▶ Problem statement
In the passage below on biobanks in China, what leads more sample providers to provide biological samples?

▶ Page extract
The control of biological samples in China is still relatively lax; however, it is becoming tighter and tighter. Genetic biological samples have physical property attributes and information attributes, and one of the main reasons that affects trust between parties is that the sample providers worry about their own information being disclosed. The doctor-patient relationship has been strained for a long time and has entered a vicious circle. Most biological sample banks are built in hospitals (or medical institutions associated with hospitals), and unfortunately patients don't trust medical institutions and doubt whether medical institutions will properly manage biological samples. All of these affect trust. In reality, more sample providers provide biological samples because of their trust in doctors rather than in medical institutions. It is a great pity that the benefit-sharing system isn't included in the revised regulations of the CMHGR. The greatest reason for this is that biological sample providers can't become the subject of genetic patent through the behavior of providing samples, but they should be given a certain extent of protection and a benefit-sharing mechanism should be established.
In the construction process of biobanks, many issues need to be solved urgently. The development of biobanks will benefit from the formulation of effective laws and ethical norms, which need to coordinate the interests of all parties. At the same time, it should take into account the social system with Chinese characteristics and the traditional Chinese family view. More importantly, it is necessary to strengthen the implementation of laws and regulations; in order to ensure the orderly and healthy development of biobanks, we shouldn't only legislate but implement the corresponding laws and regulations.

▶ Data shown
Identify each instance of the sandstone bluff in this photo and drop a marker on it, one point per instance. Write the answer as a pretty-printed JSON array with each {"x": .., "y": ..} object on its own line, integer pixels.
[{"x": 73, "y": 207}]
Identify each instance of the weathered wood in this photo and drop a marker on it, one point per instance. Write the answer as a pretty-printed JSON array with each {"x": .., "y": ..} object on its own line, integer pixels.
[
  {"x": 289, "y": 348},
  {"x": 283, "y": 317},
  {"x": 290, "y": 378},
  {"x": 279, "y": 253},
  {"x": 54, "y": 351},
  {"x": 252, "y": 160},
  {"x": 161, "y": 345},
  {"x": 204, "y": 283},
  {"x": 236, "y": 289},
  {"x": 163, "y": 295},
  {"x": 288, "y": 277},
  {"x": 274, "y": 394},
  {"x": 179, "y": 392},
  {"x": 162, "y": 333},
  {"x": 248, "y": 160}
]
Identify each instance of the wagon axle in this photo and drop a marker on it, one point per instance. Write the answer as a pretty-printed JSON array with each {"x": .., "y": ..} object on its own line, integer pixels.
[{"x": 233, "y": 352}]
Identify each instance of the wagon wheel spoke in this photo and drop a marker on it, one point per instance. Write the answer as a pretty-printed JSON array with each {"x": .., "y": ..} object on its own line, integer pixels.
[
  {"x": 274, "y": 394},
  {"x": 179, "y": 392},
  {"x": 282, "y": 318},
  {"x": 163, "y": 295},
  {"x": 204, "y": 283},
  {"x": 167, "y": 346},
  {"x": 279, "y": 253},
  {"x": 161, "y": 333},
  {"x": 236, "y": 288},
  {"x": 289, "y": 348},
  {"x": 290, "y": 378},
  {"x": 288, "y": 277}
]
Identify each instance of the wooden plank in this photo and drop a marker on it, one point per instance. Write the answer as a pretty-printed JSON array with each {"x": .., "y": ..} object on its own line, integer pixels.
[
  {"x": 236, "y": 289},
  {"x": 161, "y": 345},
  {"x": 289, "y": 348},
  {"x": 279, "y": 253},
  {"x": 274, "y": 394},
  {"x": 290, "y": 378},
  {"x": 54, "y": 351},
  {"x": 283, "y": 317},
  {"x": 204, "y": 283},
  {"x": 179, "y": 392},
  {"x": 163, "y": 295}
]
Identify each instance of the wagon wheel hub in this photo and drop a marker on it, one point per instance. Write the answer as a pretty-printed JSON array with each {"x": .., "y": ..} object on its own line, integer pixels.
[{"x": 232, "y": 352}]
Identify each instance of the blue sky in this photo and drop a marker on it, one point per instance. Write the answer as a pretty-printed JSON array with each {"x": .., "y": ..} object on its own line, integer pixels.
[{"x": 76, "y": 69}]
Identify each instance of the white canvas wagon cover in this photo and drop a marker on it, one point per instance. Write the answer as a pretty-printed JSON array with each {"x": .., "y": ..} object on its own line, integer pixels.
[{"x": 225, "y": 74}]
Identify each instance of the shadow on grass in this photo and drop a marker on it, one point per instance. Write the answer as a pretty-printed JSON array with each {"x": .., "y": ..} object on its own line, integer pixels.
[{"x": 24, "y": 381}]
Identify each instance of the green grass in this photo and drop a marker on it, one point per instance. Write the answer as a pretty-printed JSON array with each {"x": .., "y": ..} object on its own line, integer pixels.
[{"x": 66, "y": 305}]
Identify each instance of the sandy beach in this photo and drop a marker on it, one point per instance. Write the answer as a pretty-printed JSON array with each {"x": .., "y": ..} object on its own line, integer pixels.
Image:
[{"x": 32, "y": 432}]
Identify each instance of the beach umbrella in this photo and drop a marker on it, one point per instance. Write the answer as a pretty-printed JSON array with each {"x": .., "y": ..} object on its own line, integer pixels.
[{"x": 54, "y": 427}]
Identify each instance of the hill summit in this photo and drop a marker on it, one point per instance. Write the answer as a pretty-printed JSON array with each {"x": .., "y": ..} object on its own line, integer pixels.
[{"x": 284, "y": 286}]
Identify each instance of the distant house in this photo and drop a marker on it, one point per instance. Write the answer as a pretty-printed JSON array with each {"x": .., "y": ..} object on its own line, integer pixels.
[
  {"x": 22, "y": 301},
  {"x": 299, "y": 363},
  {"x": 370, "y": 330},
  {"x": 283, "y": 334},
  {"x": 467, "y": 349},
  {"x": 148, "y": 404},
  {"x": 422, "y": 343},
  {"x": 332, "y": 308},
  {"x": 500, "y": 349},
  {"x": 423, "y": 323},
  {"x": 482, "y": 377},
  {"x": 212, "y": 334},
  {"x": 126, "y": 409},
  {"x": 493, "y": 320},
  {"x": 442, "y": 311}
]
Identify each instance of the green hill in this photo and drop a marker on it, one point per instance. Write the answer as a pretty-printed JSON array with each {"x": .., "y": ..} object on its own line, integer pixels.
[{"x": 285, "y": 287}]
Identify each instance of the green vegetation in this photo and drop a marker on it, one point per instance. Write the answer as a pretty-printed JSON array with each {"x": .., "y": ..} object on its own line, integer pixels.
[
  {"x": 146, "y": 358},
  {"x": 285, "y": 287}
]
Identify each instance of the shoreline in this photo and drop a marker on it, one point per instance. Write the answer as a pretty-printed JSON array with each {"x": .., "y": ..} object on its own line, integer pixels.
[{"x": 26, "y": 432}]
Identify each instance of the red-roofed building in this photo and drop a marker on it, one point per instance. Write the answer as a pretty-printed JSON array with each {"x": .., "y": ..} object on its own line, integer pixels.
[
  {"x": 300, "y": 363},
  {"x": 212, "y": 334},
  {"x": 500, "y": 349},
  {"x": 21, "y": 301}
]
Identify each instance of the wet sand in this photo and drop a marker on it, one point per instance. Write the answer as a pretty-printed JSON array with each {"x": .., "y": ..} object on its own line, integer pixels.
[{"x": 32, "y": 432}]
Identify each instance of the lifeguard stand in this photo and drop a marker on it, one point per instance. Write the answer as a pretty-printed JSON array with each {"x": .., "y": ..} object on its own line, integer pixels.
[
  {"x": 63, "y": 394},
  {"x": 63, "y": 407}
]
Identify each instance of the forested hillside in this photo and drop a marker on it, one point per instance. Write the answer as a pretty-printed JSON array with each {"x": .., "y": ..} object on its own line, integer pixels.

▶ Output
Their trust in doctors rather than in medical institutions.